TASK REQUIREMENTS: Which lines of the listing below contain the string "louver"? Gather each of them and copy it out in full.

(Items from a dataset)
*-*-*
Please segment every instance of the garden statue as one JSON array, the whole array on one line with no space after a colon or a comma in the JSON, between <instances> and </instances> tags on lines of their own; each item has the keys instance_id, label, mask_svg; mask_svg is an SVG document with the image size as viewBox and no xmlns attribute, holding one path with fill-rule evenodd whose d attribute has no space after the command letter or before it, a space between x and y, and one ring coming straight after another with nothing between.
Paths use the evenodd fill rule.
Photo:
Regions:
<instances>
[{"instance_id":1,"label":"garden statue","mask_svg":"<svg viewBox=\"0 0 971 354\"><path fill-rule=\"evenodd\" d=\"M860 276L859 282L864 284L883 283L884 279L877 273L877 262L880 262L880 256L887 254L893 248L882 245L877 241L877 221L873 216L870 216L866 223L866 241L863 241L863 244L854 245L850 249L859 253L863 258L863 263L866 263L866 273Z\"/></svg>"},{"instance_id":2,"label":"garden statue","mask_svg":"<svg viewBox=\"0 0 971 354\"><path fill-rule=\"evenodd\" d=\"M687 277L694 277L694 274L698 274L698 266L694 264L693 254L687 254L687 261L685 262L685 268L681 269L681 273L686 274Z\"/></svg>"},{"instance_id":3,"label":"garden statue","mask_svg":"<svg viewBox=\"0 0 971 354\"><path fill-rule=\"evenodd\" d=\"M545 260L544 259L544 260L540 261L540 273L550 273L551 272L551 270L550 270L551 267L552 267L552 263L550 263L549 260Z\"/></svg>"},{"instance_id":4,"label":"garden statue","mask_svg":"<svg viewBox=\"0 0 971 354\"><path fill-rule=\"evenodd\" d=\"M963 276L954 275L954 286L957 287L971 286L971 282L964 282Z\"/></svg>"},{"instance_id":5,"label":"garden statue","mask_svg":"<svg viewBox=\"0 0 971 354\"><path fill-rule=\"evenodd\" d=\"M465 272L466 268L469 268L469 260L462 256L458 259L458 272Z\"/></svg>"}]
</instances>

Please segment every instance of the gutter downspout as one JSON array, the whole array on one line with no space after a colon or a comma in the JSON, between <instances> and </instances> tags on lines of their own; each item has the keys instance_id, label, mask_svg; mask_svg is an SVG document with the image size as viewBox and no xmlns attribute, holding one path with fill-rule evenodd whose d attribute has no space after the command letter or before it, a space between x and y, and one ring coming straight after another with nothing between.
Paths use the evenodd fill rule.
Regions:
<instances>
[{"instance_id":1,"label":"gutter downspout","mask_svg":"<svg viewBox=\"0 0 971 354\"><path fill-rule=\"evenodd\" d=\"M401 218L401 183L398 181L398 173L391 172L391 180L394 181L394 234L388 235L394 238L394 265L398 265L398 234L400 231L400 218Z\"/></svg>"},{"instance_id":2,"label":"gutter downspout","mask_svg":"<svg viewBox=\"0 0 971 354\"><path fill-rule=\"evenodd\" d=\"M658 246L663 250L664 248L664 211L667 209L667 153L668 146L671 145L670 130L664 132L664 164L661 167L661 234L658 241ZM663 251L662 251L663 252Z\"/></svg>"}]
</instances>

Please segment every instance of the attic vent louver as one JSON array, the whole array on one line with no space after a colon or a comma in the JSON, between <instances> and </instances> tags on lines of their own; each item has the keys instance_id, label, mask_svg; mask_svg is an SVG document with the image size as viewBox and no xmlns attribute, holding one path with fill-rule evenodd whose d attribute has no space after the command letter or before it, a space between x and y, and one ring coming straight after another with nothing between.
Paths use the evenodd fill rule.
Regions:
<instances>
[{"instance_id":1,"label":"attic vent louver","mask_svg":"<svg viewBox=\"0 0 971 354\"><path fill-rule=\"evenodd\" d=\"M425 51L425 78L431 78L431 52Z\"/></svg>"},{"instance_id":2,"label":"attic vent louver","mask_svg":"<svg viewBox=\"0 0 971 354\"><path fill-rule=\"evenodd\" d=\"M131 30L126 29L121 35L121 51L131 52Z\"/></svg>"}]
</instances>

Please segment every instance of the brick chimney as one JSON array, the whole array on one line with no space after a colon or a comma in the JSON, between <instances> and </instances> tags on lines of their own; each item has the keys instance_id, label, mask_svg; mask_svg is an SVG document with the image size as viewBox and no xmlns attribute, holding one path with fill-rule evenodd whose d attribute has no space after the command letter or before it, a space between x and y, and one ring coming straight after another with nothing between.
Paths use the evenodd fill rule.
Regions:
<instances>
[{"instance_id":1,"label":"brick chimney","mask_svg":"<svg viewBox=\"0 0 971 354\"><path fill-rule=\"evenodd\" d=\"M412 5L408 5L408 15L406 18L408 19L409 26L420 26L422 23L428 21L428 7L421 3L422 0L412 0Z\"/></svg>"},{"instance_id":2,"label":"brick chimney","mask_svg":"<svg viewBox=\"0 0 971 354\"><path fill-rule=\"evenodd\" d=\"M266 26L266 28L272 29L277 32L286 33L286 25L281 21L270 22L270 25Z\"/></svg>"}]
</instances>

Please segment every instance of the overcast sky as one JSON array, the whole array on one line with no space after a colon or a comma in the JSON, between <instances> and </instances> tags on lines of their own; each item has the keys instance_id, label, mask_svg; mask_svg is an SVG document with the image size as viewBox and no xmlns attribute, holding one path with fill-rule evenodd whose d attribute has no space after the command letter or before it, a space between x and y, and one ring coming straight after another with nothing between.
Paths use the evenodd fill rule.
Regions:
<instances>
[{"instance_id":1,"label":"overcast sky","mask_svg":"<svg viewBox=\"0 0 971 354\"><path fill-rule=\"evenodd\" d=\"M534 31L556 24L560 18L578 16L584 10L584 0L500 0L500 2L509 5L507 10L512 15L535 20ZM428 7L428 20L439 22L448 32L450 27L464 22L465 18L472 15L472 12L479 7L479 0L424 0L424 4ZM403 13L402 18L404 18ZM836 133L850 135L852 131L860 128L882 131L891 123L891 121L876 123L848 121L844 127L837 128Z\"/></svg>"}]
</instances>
*-*-*
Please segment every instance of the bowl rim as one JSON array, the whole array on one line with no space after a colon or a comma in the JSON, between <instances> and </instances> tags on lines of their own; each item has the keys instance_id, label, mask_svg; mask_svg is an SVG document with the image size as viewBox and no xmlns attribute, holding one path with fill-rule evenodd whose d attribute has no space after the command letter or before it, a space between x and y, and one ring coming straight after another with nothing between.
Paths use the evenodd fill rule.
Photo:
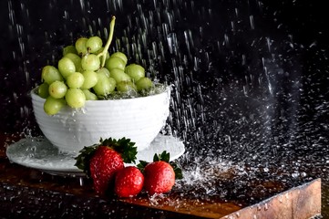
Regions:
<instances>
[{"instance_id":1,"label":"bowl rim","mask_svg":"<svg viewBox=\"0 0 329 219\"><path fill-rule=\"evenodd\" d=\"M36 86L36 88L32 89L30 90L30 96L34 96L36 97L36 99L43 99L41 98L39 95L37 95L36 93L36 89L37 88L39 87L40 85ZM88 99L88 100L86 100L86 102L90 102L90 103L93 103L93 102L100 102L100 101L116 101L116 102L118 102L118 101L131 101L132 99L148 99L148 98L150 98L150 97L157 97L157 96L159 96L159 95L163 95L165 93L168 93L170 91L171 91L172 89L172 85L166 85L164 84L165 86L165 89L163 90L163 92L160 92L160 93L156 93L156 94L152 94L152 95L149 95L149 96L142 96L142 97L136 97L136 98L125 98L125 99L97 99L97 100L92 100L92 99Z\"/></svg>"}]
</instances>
*-*-*
EXERCISE RESPONSE:
Please segment every instance of the attic vent louver as one JSON array, the whole array on one line with no space after a colon or a comma in the JSON, between <instances> and </instances> tags on lines of their own; each item has the keys instance_id, label, mask_svg; mask_svg is an SVG document with the image size as viewBox and no xmlns attribute, holding one path with fill-rule evenodd whose d attribute has no space after the command letter or before it, a space between x and y, and one ring coming straight after another with nothing between.
[{"instance_id":1,"label":"attic vent louver","mask_svg":"<svg viewBox=\"0 0 971 354\"><path fill-rule=\"evenodd\" d=\"M425 51L425 78L431 78L431 52Z\"/></svg>"},{"instance_id":2,"label":"attic vent louver","mask_svg":"<svg viewBox=\"0 0 971 354\"><path fill-rule=\"evenodd\" d=\"M131 30L126 29L121 35L121 51L131 52Z\"/></svg>"}]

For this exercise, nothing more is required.